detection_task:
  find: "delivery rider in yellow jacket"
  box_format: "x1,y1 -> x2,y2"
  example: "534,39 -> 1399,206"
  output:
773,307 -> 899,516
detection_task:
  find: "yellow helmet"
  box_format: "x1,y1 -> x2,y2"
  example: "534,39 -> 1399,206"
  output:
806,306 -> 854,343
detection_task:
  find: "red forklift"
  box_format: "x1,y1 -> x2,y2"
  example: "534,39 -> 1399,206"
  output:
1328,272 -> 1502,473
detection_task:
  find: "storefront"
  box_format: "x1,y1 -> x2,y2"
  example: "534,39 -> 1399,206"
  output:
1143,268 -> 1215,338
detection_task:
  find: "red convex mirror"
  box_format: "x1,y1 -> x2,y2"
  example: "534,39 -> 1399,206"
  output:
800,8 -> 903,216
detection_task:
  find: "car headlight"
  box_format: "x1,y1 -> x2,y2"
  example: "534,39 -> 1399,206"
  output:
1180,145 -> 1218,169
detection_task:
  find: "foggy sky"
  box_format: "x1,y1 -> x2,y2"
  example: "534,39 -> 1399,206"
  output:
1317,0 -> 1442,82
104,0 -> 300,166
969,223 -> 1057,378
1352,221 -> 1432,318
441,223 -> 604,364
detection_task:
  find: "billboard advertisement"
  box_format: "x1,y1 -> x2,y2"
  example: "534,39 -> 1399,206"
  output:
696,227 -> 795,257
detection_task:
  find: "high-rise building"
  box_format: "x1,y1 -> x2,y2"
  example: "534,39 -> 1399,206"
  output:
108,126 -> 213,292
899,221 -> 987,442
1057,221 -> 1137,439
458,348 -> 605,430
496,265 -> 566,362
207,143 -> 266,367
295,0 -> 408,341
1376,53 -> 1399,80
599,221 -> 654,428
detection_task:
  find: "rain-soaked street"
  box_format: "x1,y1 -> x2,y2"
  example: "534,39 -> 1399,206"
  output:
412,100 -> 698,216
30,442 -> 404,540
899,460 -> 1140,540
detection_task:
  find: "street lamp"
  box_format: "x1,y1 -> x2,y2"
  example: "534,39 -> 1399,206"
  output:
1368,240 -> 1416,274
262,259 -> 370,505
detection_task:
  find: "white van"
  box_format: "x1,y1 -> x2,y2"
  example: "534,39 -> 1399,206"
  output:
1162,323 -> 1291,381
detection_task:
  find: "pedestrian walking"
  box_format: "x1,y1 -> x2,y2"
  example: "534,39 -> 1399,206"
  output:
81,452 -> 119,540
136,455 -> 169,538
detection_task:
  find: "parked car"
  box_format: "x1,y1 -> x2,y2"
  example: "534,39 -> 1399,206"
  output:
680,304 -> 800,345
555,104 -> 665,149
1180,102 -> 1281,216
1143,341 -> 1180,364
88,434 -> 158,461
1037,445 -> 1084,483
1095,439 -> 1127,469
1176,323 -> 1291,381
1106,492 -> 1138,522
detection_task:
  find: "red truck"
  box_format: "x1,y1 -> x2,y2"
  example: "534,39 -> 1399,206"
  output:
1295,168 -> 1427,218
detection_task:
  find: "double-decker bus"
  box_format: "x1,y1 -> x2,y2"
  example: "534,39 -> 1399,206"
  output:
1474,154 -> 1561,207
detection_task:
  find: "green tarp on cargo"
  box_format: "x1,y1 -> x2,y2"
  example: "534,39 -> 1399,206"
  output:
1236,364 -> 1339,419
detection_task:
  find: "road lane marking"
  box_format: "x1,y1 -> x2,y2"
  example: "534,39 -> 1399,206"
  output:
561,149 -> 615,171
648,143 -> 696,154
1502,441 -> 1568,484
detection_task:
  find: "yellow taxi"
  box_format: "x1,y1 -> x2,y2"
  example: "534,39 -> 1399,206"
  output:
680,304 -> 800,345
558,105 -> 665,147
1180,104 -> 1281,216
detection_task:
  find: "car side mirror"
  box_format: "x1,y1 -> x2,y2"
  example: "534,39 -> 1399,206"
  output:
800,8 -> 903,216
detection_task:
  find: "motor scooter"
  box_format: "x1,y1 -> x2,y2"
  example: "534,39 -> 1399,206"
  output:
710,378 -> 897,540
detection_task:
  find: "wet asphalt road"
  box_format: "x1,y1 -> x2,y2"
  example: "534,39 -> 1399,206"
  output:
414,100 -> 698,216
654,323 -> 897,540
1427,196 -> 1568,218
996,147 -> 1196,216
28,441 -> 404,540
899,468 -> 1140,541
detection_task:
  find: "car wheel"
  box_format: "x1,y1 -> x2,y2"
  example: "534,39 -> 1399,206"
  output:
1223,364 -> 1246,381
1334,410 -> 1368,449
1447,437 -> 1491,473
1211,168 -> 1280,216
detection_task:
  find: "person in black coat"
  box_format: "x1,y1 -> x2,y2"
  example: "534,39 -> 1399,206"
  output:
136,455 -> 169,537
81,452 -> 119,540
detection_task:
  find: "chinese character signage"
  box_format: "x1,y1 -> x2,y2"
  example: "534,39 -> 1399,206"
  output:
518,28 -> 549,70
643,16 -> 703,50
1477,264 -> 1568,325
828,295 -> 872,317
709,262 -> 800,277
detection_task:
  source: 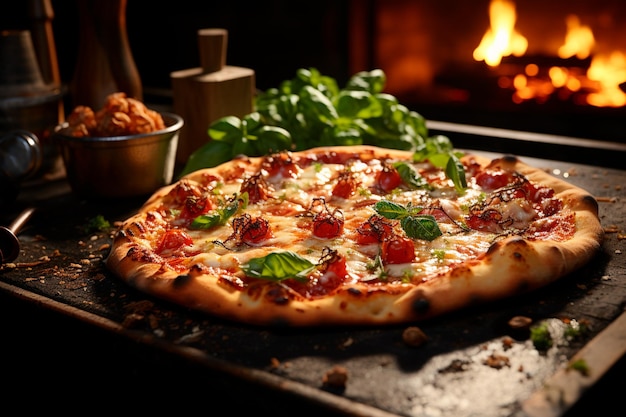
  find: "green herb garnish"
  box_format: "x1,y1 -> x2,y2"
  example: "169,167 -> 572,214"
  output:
374,200 -> 442,241
180,68 -> 460,176
84,214 -> 111,233
530,323 -> 553,350
569,359 -> 589,376
241,251 -> 316,281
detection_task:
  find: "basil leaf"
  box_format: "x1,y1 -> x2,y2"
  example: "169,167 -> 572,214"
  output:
189,211 -> 222,229
374,200 -> 408,219
400,215 -> 442,242
241,251 -> 315,281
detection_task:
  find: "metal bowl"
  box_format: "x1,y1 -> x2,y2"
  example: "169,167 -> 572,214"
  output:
54,112 -> 184,198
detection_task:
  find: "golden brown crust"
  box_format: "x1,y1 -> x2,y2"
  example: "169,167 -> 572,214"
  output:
106,146 -> 603,326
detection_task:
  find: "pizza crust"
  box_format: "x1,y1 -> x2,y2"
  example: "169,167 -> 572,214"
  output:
106,146 -> 603,326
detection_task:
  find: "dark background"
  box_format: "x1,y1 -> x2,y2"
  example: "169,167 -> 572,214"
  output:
0,0 -> 350,99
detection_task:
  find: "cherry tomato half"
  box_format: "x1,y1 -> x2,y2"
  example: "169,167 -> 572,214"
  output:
382,236 -> 415,264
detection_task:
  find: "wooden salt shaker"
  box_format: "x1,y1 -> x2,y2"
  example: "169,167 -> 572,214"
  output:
170,29 -> 256,164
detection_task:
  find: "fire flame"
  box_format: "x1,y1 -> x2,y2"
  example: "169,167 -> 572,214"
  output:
558,15 -> 595,59
474,0 -> 528,67
473,0 -> 626,107
587,51 -> 626,107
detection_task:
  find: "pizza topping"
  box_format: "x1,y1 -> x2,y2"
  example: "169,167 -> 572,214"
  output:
356,214 -> 393,245
262,152 -> 302,178
309,197 -> 344,239
155,229 -> 193,255
374,200 -> 442,241
241,251 -> 316,281
189,192 -> 248,229
240,173 -> 271,203
376,164 -> 402,193
332,169 -> 358,199
381,236 -> 415,264
224,213 -> 272,246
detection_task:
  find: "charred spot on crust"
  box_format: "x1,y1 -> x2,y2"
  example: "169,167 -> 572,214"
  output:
348,287 -> 362,295
172,275 -> 193,288
502,155 -> 519,164
265,285 -> 289,305
411,297 -> 430,315
485,240 -> 502,255
581,194 -> 599,212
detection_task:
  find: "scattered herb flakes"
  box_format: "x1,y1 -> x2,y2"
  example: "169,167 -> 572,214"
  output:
483,353 -> 511,369
563,319 -> 589,341
402,326 -> 428,347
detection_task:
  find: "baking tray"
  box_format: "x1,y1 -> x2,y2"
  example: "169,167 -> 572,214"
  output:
0,125 -> 626,417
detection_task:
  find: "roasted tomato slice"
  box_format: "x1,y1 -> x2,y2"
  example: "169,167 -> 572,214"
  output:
382,236 -> 415,264
356,215 -> 392,245
156,229 -> 193,254
376,165 -> 402,193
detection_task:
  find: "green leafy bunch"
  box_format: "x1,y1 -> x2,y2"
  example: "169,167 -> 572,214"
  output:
180,68 -> 452,176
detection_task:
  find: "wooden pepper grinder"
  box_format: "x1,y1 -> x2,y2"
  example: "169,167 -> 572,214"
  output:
70,0 -> 143,111
170,29 -> 256,164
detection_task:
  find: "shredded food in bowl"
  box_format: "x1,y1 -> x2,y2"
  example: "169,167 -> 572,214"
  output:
63,92 -> 165,137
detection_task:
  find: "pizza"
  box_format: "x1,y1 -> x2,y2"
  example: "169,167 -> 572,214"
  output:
106,145 -> 603,326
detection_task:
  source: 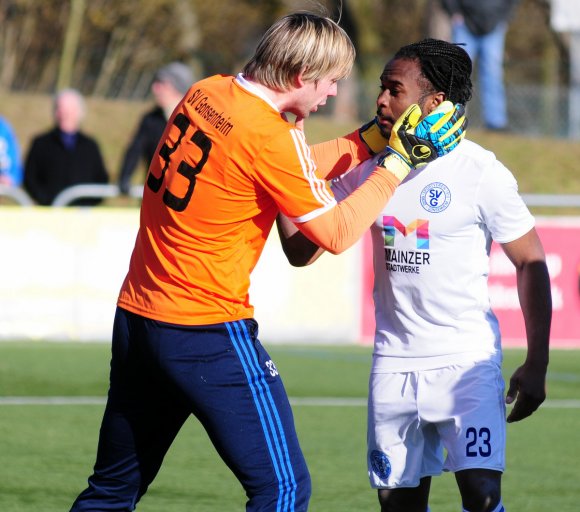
────────────────
▸ What you need to do: Filter the data above to keep every line that contains the word "yellow". Case counts.

▸ Solution to this problem:
  find: "delivery rider in yellow jacket"
  find: "yellow helmet"
  find: "yellow taxi"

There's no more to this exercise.